▶ _Exercise aim_
Copy the data below word for word, starting at the beginning and ending with the line that contains "129L72 129L86 133ZM78". Leave the picture out.

▶ _Provided data_

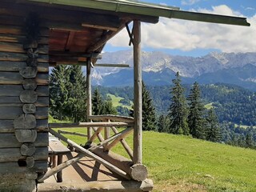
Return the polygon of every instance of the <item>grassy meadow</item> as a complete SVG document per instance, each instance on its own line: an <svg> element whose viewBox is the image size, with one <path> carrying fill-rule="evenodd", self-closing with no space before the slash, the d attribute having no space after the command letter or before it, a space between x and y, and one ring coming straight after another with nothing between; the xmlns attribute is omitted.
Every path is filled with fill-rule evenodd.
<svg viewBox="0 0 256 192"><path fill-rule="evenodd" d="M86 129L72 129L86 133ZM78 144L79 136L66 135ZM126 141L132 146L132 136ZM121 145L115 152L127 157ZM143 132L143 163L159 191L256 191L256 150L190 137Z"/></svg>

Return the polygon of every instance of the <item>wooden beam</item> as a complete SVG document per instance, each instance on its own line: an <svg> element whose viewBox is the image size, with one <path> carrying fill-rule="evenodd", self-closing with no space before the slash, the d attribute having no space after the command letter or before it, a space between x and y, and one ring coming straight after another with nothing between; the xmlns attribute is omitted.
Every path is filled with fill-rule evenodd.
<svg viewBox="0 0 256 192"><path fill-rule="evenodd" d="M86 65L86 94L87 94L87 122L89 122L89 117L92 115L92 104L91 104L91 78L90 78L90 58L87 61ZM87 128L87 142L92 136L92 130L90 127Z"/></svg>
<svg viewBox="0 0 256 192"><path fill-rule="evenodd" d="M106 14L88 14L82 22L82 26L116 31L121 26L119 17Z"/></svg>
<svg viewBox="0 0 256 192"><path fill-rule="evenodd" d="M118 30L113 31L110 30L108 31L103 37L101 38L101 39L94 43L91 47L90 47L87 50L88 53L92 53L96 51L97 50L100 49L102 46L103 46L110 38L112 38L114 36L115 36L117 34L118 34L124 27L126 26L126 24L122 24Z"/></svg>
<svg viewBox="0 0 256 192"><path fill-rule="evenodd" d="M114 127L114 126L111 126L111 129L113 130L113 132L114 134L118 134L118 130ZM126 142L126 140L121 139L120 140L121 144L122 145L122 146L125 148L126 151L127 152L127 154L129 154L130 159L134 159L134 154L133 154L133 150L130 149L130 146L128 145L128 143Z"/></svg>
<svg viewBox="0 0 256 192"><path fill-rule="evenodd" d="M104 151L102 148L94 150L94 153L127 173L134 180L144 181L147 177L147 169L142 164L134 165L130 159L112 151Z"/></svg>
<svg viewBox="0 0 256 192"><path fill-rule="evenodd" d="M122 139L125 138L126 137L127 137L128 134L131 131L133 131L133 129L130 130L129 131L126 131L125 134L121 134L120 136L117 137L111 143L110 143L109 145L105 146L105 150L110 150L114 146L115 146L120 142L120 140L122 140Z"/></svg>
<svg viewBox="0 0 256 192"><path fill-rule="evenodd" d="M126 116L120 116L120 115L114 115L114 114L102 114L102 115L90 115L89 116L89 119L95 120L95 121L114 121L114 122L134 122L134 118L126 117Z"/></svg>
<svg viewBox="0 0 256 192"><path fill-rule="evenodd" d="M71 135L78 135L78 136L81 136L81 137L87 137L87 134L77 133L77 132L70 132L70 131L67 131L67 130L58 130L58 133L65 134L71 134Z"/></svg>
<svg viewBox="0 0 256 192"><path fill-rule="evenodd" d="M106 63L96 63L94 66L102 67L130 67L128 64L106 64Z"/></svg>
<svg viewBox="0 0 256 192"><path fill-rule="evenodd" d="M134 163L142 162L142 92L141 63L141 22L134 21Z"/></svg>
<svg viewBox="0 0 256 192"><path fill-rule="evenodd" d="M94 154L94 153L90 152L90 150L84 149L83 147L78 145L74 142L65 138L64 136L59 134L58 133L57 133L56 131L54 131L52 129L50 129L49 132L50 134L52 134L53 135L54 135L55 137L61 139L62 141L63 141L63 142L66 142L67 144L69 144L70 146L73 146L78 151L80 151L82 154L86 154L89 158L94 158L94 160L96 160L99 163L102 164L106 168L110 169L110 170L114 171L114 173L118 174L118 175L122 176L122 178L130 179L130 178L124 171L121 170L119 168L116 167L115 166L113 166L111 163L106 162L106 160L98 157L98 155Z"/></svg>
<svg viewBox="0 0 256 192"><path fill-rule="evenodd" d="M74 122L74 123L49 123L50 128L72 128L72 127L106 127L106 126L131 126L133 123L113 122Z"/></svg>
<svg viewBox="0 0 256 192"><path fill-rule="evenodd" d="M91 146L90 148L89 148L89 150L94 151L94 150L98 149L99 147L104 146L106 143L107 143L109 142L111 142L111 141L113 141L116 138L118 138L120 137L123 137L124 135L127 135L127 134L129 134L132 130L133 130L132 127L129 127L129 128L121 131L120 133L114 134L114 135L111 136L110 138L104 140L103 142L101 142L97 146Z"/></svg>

▶ _Correct response_
Return the polygon of every instance of the <item>grassy meadow</item> as a complete SVG document per instance, each instance on its own line: an <svg> element whose viewBox is the image size, with one <path> carrying fill-rule="evenodd", self-closing with no space before the slash, the d attribute having no space after the command letter or before it, a space between x and y, and one ring coming straight after another with nothing between; the xmlns attribute is omitted.
Every path is filled with fill-rule evenodd.
<svg viewBox="0 0 256 192"><path fill-rule="evenodd" d="M86 129L72 129L86 133ZM78 144L79 136L66 135ZM126 141L132 146L132 136ZM121 145L115 152L127 157ZM143 132L143 163L159 191L256 191L256 150L190 137Z"/></svg>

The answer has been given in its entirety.